Look through the listing below, and wherever a line has the string "wheel", pull it out.
::: Listed records
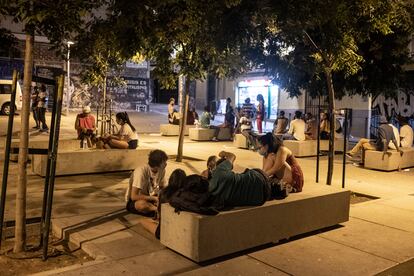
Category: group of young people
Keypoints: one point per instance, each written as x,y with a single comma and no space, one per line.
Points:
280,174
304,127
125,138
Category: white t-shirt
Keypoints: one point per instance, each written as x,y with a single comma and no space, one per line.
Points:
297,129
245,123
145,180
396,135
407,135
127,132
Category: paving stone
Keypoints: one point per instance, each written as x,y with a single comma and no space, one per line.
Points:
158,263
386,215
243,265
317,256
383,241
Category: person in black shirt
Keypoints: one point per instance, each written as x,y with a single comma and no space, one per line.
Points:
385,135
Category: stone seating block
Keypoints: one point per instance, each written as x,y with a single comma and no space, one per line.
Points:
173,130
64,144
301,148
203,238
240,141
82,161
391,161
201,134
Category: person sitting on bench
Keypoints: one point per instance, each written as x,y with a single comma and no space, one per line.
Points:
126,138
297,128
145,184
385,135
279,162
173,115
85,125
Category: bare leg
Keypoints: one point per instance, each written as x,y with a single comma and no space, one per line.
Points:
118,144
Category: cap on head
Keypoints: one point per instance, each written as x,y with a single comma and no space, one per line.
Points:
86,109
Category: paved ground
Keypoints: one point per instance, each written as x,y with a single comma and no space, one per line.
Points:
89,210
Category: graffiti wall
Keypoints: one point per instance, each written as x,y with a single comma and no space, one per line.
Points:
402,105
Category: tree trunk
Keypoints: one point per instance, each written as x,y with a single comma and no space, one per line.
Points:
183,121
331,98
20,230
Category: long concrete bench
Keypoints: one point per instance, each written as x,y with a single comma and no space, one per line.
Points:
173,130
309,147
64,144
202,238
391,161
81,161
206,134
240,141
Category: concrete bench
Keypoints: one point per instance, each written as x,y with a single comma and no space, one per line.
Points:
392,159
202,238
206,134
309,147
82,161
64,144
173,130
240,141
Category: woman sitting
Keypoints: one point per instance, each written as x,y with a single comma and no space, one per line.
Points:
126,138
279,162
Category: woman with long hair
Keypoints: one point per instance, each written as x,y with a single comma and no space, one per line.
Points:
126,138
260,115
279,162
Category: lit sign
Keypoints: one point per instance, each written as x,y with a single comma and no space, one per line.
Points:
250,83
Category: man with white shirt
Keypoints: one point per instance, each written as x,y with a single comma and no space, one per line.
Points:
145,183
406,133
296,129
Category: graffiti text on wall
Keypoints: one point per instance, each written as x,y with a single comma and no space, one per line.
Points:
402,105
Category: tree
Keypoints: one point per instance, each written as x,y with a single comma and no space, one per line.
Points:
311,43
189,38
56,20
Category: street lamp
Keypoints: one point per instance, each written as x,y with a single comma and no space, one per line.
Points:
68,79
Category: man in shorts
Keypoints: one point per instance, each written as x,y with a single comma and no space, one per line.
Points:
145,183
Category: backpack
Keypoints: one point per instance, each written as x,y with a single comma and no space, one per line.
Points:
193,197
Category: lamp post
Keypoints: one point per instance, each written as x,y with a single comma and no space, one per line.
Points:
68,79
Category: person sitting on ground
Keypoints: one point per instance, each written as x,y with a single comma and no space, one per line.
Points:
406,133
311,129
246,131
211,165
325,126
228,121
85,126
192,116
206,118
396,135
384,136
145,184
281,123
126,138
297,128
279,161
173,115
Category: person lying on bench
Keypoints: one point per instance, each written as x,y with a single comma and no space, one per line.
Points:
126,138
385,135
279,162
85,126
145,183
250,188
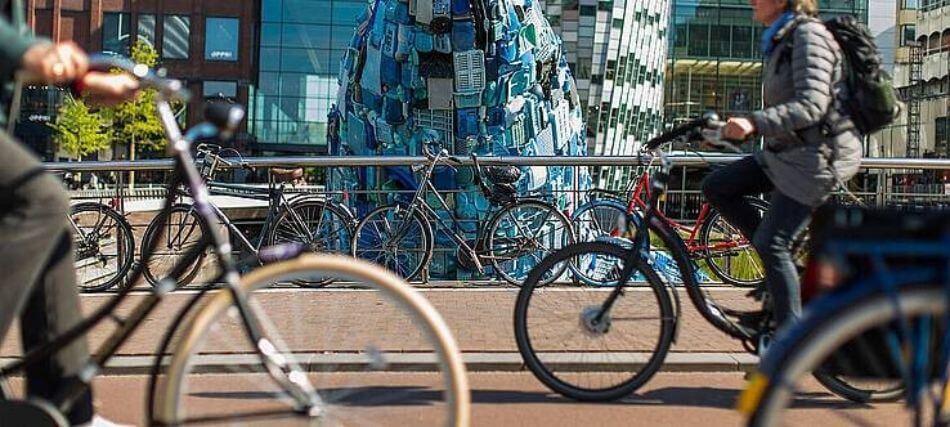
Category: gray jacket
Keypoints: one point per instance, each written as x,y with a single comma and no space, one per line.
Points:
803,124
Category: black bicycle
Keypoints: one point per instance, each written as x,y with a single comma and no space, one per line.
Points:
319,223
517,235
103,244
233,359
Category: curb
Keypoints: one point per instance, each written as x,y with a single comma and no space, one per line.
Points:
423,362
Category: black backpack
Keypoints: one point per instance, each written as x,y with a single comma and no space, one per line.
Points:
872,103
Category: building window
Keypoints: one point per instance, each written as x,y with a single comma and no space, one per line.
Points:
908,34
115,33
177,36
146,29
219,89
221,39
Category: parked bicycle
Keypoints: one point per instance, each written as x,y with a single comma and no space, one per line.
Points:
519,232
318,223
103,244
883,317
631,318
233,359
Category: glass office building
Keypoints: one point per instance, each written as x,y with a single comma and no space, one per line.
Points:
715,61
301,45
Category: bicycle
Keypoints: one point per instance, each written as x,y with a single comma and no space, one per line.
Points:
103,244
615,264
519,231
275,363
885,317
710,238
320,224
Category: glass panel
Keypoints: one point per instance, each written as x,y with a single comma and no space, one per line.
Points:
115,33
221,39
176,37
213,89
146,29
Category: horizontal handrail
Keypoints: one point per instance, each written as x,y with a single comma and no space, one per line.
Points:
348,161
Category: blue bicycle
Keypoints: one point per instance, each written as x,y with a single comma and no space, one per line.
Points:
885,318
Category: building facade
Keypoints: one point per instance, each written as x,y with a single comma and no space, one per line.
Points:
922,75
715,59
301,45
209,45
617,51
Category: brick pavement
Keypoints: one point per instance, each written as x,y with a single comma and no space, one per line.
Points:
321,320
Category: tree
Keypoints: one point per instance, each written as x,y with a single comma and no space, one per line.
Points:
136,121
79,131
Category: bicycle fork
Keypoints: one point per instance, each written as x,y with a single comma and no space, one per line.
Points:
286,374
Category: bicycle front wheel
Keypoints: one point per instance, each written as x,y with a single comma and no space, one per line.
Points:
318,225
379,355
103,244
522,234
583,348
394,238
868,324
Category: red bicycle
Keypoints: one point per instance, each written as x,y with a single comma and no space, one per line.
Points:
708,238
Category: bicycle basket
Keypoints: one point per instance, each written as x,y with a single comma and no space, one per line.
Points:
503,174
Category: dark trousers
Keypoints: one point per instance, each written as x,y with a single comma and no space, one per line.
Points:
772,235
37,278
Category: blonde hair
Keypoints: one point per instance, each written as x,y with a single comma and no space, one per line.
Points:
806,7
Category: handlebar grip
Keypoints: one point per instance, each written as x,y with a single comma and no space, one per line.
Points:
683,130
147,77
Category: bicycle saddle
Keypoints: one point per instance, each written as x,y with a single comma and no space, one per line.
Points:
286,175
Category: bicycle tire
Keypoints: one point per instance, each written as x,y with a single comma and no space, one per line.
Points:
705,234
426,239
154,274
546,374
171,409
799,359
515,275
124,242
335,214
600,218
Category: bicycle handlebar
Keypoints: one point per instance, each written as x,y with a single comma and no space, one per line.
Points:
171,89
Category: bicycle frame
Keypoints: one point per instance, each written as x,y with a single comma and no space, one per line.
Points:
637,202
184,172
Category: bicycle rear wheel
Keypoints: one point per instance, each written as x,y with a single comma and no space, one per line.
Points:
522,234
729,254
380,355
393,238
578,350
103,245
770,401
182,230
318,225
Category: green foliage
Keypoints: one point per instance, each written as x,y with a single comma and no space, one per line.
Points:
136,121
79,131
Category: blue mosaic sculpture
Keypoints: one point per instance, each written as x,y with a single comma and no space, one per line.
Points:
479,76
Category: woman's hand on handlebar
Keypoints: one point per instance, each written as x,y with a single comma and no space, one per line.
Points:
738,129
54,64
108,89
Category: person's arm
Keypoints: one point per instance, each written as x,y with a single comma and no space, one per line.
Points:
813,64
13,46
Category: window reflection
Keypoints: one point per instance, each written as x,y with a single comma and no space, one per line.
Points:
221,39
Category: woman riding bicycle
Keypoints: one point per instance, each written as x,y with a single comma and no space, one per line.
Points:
::::::
■ **Reply to the exercise**
Category: bicycle front wheel
Category: bicycle rear wheel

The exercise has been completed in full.